● **What is expected**: How many lines in the records below contain the string "Example"? Case counts. Reply with only the number.

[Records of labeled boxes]
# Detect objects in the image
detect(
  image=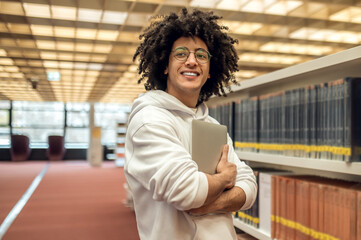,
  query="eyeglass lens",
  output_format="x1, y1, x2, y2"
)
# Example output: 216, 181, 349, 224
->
173, 47, 210, 63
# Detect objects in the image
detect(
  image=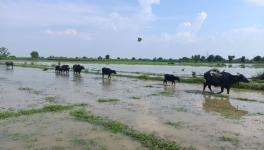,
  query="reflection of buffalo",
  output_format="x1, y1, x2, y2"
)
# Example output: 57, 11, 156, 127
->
5, 61, 14, 69
55, 65, 70, 74
203, 70, 249, 94
72, 65, 84, 74
203, 95, 248, 119
102, 68, 116, 79
163, 74, 180, 85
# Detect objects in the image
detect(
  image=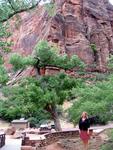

● **Response**: 2